*** RECORDS TO PROCESS

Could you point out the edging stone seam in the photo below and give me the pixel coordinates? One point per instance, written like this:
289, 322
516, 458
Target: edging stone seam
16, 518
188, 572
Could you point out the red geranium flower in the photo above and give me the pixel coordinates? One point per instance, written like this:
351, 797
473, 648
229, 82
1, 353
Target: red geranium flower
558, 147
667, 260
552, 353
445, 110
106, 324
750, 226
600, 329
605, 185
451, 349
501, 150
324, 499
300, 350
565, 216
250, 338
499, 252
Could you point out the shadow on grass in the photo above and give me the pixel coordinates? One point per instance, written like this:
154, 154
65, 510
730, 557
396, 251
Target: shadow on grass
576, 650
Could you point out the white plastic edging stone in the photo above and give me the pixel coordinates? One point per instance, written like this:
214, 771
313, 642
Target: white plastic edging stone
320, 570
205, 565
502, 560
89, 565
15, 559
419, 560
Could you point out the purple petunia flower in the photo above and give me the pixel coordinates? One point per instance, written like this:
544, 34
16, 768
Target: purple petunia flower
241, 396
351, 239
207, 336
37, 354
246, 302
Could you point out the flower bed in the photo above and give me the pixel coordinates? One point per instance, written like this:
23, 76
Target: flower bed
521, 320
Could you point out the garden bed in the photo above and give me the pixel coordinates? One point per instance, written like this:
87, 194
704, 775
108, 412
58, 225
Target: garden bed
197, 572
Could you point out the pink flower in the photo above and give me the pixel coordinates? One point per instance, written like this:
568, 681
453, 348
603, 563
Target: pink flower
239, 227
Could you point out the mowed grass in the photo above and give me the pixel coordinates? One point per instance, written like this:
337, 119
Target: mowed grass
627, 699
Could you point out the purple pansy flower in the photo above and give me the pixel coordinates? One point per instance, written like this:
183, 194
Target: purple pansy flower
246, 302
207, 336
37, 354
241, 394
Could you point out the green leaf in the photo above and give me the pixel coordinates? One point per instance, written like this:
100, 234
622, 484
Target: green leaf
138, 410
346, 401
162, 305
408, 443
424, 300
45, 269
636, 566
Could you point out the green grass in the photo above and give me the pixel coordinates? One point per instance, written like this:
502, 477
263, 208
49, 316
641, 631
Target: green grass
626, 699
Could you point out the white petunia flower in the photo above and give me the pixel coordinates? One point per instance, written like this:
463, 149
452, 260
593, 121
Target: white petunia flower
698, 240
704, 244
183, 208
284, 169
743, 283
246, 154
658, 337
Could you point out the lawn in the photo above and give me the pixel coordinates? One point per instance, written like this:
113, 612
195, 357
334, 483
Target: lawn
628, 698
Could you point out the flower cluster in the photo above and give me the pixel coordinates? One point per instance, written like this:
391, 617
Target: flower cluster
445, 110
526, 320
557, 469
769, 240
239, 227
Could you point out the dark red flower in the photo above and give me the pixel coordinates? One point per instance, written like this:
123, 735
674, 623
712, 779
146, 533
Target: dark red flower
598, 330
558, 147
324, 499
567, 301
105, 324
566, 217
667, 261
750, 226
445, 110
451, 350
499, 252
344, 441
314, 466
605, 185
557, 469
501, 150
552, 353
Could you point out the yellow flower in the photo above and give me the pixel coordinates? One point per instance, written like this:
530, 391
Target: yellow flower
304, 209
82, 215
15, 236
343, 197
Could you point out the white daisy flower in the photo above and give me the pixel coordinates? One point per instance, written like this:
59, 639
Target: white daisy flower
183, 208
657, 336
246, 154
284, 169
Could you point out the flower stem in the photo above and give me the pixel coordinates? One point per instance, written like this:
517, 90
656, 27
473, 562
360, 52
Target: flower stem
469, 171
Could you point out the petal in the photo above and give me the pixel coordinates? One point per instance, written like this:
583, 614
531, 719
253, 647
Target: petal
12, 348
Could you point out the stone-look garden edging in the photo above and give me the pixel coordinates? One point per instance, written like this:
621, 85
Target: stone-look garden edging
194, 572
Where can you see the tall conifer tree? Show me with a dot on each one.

******

[WORK INSTRUCTION] Once more, give all the records exactly as they were written.

[SOLUTION FOR THIS EXERCISE]
Could you point out the edging stone seam in the photo below and give me the pixel coordinates? One point per instance, written like this:
289, 322
516, 458
Target: edging stone seam
16, 518
188, 572
Could you point out the red geranium flower in the photo above and give me the pixel coordinates? One point per instance, written like this:
351, 797
473, 648
229, 82
1, 353
Target: red geranium flower
558, 147
667, 260
552, 353
445, 110
106, 324
750, 226
600, 329
605, 185
451, 349
501, 150
324, 499
300, 350
565, 216
250, 338
499, 252
Could you point out the shadow on grass in the photo above and give me the pixel coordinates? One point per instance, written like this:
154, 154
65, 510
730, 557
396, 251
Target: shadow on grass
576, 650
Could you point out the white plastic edging stone in the photo above and give me the pixel coordinates? One point per instance, written like this:
214, 771
313, 642
Target: white plastic edging stone
320, 570
205, 565
502, 560
89, 565
15, 559
419, 560
Could you point out the purple petunia flower in the photo above and give me the pixel coordinates? One point per instance, written like this:
544, 34
16, 768
Target: purple petunia flower
241, 396
351, 239
207, 336
37, 354
246, 302
Could you point out the flower bed in the photo above and give me the pixel coordinates? One point per instance, written like this:
23, 76
Target: flower bed
521, 320
Could you point out the garden bed in the photo above and give me the pixel coordinates? One point per instance, written like this:
87, 194
704, 775
108, 412
58, 225
Target: garden bed
197, 572
Could you point out the pink flower in the photo above and give me the pixel coordinates? One point per instance, written like this:
568, 681
453, 348
603, 563
Target: pink flower
239, 227
Could you point out the mowed grass in the photo above and give me the pixel coordinates? One point per instance, written like this:
337, 119
Target: mowed grass
627, 699
Could you point out the purple pansy flower in the photo above and give me the pixel coordinates? One point per instance, written like this:
183, 194
Target: purple pansy flower
246, 302
207, 336
37, 354
241, 394
Could you point out the green leaf in the photo above and give me the pixel coordinates? One point per instance, written like this:
100, 234
622, 484
Target: green leaf
138, 410
346, 401
162, 305
408, 443
424, 300
45, 269
636, 566
Could you point out the green grass in the photo above and give me the pixel coordinates? One point per instance, written like this:
502, 477
263, 208
49, 316
641, 631
Target: green grass
626, 699
Could you point out the white petunia flower in the photo above and give me the pixel coordinates? One point per instance, written like this:
463, 149
452, 260
593, 121
Target: white petunia flower
698, 240
704, 244
183, 208
284, 169
743, 283
246, 154
658, 337
Could you point out the lawn in the photo above and give me the pixel coordinates? One point per instance, written like this:
113, 612
195, 357
334, 483
Target: lawn
628, 698
Could you point out the flower cluster in the photo above and give me the pixel coordinates? One point per instance, written like this:
391, 617
Target: flower cluster
445, 110
526, 320
557, 469
769, 240
239, 227
Could you point out the dark red flower in the photo above and give me the pixel coordinates? One point per instance, written like this:
123, 735
674, 623
712, 779
146, 533
Target: dark red flower
598, 330
558, 147
324, 499
567, 301
105, 324
566, 217
667, 261
750, 226
445, 110
451, 350
499, 252
344, 441
314, 466
605, 185
557, 469
501, 150
552, 353
Could you point out the yellow flower in the photo above and give me the pixel coordinates? One point per instance, written like this:
530, 391
Target: yellow flower
304, 209
82, 215
15, 236
343, 197
Could you point out the white daisy flower in the photo above and give me the pixel coordinates? One point per instance, written like this:
59, 639
Target: white daisy flower
183, 208
657, 336
246, 154
284, 169
Could you point out the flower stem in the photo above and give me the pixel coordinates? One point per instance, written like this:
517, 90
656, 27
473, 562
360, 52
Target: flower stem
469, 171
Could you point out the petal in the photo above and give me the pixel coordinates? One point per instance, written like this:
583, 614
531, 719
253, 647
Target: petal
12, 348
Could you point out the stone-look garden edging in the photo above and give me the pixel coordinates? One point per instance, written like this:
621, 85
Target: stone-look garden edging
194, 572
Where can you see the tall conifer tree? Show me with a dot on each one.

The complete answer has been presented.